-- Activity --
According to the update on APEC-related demolitions in Manila, how many squatter families would the campaign to remove "eyesores" affect?

-- Provided text --
-=-=-=-=-
[asia-apec 151] APEC-DEMOLITIONS IN MANILA UPDATE - 2

RVerzola RVerzola at phil.gn.apc.org
Fri Oct 11 01:16:38 JST 1996


APEC RELATED DEMOLITIONS IN MANILA:  AN UPDATE

President Fidel V. Ramos (FVR) Campaign to rid Metro Manila of
Eyesores for the APEC meeting

     June 16 President Ramos launches campaign to remove "eyesores"
that will affect 16,000 squatter families (or 96,000 people at the
average of 6:1) residing in communities along the routes the APEC
delegates will use during the upcoming November APEC meeting.

     June 26-27 demolitions at Del Pan.  Manila City Hall demolished
three hundred families but would not relocate them, saying their
interpretation of the Urban Development and Housing Act (R.A. 7279)
reads that people living in danger areas are not covered by the law.
-=-=-=-=-
-- Exercise data --
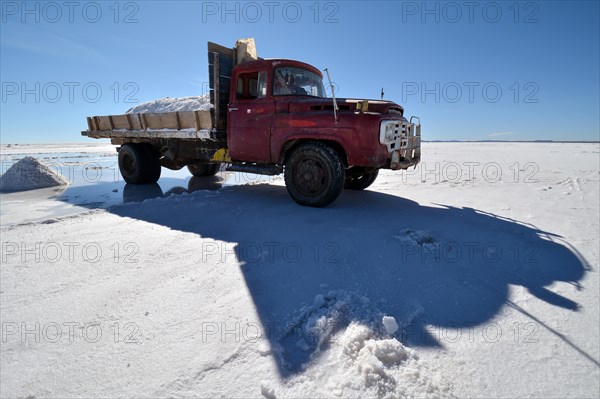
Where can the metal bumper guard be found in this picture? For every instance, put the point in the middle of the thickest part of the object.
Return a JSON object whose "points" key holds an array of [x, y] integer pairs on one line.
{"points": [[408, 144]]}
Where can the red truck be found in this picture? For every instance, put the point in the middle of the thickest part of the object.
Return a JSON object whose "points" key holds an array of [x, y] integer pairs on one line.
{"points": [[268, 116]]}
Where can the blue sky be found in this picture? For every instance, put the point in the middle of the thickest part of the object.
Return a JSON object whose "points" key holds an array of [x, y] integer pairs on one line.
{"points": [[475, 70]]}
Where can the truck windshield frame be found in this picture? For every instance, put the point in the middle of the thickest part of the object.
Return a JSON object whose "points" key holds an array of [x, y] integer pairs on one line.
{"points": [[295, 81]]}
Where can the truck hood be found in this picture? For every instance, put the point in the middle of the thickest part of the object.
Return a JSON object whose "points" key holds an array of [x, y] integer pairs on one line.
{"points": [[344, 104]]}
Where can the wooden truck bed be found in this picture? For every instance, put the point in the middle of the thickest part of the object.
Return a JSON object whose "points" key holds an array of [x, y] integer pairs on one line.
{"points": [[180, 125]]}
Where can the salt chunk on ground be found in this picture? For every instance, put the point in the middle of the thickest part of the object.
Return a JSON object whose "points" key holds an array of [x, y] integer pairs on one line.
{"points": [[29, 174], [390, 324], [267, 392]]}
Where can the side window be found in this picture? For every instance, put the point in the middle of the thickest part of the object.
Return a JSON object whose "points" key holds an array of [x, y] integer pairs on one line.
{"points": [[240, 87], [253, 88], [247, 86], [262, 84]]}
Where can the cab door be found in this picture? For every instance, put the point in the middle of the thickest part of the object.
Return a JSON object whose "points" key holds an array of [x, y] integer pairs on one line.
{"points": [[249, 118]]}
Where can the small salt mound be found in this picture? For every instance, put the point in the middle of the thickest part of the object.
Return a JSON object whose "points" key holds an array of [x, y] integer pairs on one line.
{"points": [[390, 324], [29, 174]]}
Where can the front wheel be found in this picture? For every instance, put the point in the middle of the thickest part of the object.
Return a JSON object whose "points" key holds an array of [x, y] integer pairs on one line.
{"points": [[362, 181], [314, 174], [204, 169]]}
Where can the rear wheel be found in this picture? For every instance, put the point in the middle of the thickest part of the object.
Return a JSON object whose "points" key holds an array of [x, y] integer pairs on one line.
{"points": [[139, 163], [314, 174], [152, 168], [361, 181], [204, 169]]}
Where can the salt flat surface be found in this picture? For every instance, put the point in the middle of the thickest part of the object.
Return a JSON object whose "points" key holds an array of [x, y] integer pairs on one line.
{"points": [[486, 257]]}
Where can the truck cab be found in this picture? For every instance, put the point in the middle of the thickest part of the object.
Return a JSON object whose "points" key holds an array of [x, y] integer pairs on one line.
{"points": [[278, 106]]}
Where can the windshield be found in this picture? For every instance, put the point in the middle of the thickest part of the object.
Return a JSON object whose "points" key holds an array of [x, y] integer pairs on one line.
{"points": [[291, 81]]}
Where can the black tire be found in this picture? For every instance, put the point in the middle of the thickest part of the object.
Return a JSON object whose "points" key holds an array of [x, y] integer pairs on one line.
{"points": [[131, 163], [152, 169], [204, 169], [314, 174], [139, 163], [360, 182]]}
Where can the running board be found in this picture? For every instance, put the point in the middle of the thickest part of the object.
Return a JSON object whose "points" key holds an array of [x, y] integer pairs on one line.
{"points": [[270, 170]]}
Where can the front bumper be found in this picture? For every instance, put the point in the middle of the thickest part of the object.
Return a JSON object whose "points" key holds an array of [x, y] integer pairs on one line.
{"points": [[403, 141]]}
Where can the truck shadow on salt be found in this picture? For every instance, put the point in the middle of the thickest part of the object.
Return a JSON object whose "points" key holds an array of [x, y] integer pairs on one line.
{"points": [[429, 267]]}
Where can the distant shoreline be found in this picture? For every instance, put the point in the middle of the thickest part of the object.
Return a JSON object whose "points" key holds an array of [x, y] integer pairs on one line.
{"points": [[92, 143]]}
-=-=-=-=-
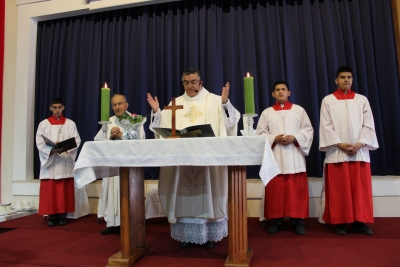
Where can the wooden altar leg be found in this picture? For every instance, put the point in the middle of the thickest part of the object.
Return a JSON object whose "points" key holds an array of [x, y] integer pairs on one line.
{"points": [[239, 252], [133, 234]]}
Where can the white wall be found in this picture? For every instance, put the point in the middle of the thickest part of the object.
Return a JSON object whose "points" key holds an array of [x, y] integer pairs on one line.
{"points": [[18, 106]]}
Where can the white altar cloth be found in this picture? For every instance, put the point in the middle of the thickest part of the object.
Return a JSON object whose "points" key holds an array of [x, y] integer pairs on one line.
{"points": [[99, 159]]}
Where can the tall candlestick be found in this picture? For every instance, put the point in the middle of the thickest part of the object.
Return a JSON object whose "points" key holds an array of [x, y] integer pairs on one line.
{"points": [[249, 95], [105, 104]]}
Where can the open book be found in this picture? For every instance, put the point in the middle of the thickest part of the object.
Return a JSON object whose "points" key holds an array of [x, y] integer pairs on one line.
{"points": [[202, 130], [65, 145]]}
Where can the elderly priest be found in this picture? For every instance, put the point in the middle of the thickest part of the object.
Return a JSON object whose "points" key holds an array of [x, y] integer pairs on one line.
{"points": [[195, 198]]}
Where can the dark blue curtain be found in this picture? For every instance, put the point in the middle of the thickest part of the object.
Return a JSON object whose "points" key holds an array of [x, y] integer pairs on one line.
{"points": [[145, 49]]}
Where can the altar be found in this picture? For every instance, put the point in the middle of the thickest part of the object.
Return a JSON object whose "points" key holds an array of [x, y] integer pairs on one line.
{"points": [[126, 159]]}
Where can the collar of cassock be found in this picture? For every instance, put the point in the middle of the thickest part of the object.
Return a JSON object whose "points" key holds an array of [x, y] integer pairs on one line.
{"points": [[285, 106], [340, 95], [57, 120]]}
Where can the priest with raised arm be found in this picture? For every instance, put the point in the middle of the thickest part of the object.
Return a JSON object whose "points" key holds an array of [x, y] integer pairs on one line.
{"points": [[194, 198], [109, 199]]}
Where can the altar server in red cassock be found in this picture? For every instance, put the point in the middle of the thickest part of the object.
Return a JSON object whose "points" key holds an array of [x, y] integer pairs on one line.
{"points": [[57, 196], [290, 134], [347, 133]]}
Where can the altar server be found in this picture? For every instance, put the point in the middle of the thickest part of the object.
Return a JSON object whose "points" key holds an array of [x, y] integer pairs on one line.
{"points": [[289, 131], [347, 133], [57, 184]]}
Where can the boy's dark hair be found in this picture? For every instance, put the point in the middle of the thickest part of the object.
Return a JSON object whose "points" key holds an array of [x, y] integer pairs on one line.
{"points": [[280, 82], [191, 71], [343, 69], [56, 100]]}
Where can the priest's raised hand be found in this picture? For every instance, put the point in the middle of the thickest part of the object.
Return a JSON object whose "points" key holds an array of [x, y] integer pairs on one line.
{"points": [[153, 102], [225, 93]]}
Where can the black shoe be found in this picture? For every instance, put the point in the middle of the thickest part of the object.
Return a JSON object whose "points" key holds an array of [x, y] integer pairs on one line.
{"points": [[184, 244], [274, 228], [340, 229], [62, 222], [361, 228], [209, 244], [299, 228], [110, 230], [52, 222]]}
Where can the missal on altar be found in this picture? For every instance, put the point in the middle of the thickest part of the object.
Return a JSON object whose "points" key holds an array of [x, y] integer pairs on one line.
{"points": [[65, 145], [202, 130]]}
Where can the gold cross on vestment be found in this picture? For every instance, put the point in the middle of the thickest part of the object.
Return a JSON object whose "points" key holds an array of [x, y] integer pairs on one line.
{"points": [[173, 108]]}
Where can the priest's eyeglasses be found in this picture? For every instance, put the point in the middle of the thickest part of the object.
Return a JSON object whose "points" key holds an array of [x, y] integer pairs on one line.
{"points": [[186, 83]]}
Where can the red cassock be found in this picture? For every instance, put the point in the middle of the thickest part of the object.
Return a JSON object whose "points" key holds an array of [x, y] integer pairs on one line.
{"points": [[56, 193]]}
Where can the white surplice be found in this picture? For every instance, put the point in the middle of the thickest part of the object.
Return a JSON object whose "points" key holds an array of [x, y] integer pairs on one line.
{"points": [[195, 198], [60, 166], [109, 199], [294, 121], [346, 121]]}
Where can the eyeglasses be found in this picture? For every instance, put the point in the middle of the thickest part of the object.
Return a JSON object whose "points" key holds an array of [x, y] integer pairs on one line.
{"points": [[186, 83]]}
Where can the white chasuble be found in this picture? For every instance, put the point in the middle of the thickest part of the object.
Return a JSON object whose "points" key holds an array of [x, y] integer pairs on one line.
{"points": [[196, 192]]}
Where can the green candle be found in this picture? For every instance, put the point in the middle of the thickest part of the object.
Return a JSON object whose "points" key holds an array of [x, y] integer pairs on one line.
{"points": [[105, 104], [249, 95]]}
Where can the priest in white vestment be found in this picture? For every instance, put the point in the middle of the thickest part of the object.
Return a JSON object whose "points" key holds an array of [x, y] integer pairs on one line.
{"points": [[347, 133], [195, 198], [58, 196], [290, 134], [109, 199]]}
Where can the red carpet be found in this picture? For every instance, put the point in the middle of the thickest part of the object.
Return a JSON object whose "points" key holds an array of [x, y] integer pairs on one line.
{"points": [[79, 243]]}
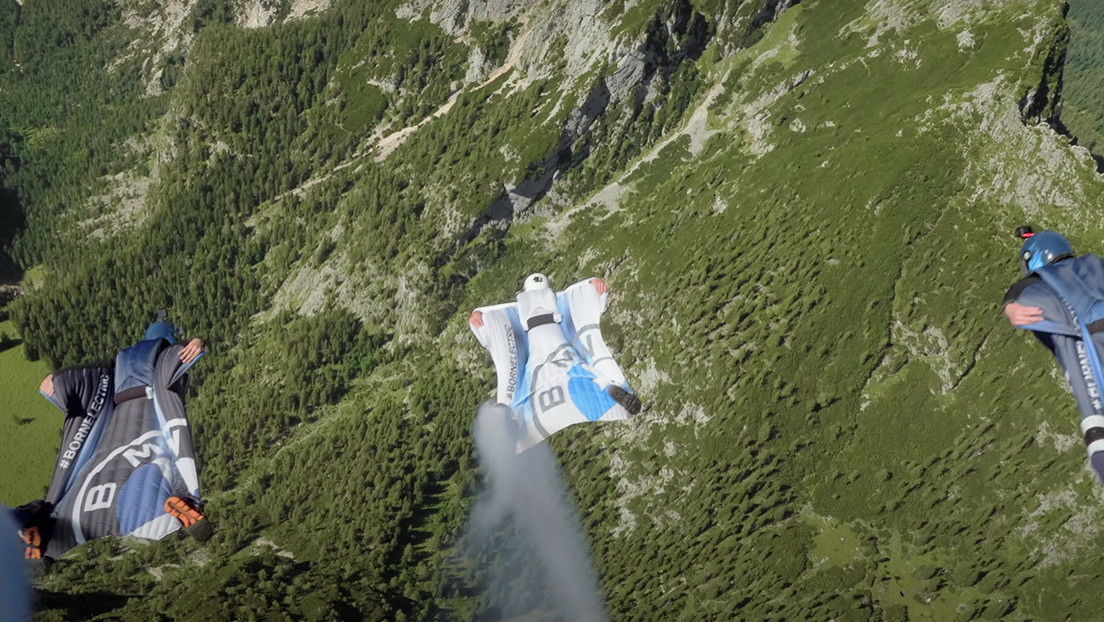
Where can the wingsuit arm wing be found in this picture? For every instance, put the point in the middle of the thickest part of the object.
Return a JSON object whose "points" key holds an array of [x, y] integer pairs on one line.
-=-=-=-=-
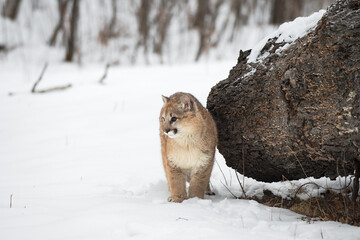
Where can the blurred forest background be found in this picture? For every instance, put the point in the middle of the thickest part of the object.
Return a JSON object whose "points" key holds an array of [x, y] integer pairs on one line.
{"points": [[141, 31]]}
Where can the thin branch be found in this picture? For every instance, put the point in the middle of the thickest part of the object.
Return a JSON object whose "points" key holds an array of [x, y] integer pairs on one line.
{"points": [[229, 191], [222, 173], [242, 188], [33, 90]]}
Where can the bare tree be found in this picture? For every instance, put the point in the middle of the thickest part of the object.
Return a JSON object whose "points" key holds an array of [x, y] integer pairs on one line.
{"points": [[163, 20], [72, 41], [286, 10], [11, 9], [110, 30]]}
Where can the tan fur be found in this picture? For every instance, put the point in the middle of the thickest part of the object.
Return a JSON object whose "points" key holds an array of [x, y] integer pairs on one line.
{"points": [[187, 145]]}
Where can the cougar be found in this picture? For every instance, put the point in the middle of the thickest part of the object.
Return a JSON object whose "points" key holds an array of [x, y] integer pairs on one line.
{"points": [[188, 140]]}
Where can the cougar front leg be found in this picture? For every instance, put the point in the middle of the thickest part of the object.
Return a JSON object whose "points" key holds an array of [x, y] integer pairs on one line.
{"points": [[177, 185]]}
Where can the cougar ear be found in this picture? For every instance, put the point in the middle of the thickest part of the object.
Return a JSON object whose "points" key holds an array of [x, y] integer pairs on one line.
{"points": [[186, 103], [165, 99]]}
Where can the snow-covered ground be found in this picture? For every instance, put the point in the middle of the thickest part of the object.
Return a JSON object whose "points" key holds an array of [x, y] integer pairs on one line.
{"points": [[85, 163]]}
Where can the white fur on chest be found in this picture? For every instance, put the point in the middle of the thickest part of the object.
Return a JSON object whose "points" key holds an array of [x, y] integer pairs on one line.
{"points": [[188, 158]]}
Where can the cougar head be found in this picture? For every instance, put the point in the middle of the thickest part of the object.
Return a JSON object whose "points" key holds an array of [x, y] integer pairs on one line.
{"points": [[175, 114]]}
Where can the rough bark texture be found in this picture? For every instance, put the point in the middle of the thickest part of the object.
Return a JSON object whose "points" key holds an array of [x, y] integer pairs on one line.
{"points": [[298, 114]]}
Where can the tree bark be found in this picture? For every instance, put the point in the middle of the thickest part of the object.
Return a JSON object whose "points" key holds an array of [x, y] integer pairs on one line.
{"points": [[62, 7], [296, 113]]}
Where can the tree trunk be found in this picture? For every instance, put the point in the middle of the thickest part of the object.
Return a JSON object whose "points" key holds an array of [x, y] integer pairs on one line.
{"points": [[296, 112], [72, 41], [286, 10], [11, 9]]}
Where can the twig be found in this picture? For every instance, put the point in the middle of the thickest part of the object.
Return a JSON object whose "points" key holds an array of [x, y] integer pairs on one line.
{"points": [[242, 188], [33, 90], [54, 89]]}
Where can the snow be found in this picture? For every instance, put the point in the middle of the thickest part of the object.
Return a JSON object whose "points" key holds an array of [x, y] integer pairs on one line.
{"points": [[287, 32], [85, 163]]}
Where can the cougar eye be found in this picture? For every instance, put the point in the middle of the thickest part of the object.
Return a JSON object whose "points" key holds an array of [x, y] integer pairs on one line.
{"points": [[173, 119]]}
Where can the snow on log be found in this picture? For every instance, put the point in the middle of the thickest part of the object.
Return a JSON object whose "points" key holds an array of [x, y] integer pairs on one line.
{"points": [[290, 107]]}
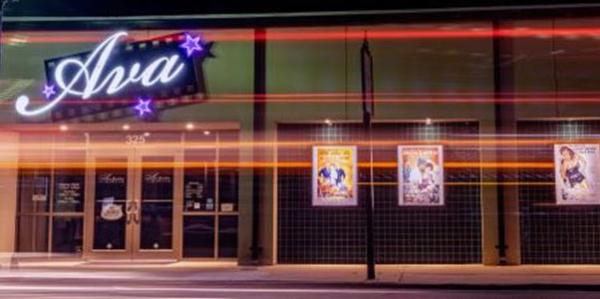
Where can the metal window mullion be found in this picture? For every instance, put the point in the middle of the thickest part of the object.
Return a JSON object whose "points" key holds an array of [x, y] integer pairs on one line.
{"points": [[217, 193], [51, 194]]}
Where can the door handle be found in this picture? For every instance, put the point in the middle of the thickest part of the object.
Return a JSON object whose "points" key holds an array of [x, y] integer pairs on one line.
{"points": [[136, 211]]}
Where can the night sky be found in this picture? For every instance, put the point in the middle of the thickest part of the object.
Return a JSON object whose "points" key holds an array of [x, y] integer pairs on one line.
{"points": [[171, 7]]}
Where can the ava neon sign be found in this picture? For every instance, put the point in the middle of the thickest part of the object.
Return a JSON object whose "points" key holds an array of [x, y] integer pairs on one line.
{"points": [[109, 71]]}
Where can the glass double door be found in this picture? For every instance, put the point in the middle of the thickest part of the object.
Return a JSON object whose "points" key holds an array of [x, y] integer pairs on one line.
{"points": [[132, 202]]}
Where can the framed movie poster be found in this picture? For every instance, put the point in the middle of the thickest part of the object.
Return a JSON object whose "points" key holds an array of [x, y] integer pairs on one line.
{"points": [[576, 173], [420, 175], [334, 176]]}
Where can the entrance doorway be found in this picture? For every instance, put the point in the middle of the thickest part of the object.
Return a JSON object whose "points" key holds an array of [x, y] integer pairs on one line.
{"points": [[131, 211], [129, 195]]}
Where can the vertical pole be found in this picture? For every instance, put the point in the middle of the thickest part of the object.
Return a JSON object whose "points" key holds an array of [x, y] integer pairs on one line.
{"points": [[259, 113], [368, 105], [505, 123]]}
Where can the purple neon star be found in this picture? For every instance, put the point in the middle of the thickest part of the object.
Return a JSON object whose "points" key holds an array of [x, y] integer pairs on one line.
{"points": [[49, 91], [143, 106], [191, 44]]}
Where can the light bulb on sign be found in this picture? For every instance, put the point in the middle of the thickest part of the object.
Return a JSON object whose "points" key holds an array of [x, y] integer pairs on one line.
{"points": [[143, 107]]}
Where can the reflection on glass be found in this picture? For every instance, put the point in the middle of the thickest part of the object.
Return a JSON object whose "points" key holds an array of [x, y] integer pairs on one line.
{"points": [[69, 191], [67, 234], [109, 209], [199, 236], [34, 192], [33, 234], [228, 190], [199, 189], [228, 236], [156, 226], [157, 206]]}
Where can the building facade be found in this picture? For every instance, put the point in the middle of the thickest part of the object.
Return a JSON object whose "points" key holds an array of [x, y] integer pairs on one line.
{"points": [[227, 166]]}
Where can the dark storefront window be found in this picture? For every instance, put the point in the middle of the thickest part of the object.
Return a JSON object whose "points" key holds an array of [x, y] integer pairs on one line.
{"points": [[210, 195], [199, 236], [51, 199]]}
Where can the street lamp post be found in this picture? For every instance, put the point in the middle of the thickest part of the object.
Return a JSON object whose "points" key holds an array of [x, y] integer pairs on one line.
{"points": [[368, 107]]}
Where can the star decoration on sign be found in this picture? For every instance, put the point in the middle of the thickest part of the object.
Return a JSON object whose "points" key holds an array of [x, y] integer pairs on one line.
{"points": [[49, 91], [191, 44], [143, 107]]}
-=-=-=-=-
-- Result for this task --
16,000 squatter families, or 96,000 people.